_MATERIAL TO PROCESS_
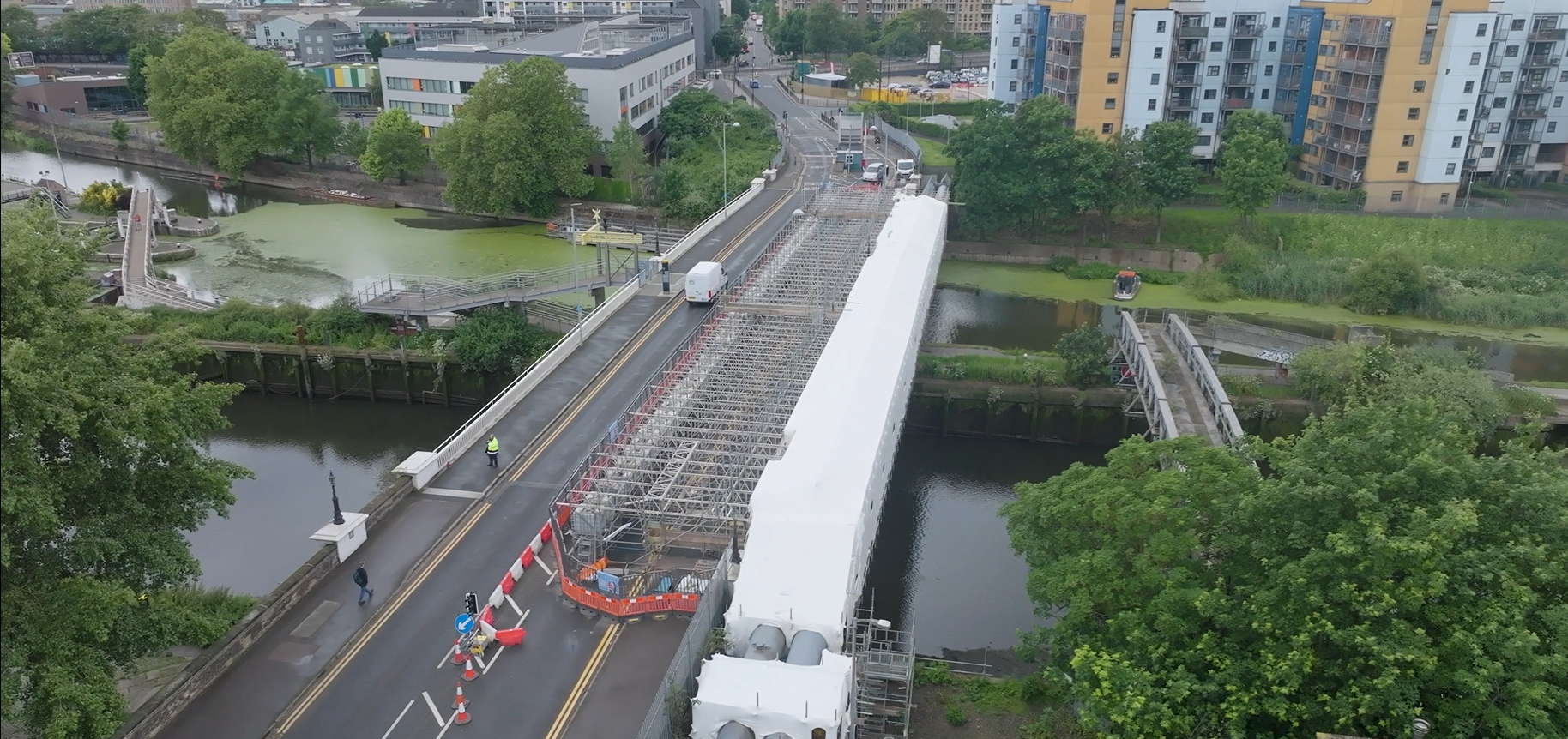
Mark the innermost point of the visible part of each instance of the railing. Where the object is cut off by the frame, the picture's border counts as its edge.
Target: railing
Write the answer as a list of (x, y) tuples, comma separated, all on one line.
[(1132, 348), (1214, 395)]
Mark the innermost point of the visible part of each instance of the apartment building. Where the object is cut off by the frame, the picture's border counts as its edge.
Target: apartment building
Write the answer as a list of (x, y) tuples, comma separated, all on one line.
[(1403, 100), (624, 68), (966, 16)]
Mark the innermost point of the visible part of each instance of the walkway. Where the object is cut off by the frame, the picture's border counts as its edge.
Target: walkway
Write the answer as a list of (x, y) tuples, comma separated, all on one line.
[(142, 288)]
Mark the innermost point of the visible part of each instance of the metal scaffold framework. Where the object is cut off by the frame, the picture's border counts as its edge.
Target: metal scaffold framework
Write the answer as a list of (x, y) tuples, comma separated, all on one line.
[(643, 522)]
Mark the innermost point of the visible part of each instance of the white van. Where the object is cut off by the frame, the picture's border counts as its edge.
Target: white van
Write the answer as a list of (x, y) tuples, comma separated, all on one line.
[(704, 282)]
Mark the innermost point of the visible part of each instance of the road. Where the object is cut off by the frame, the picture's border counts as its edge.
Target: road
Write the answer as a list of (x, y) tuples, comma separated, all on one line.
[(371, 669)]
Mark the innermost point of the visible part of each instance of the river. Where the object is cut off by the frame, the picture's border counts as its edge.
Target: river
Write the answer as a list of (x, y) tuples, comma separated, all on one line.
[(276, 246)]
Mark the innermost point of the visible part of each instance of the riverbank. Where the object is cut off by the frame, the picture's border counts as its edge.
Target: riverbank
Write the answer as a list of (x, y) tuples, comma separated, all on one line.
[(1030, 280)]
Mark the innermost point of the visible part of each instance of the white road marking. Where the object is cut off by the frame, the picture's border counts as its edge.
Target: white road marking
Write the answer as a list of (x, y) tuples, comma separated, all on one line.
[(433, 710), (399, 719)]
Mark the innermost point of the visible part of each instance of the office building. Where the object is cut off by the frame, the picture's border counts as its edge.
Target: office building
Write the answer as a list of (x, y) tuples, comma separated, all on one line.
[(624, 68), (1403, 100)]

_ABOUT THIS TASK_
Go through the data and show every line where "riverbank" occurs.

_SOLUTION FOR THIS TASK_
Mark the innermost point of the visible part of each instance of the riverbank. Where the object is cut off by the frame, the picture's border counts as its edge.
Target: riverbank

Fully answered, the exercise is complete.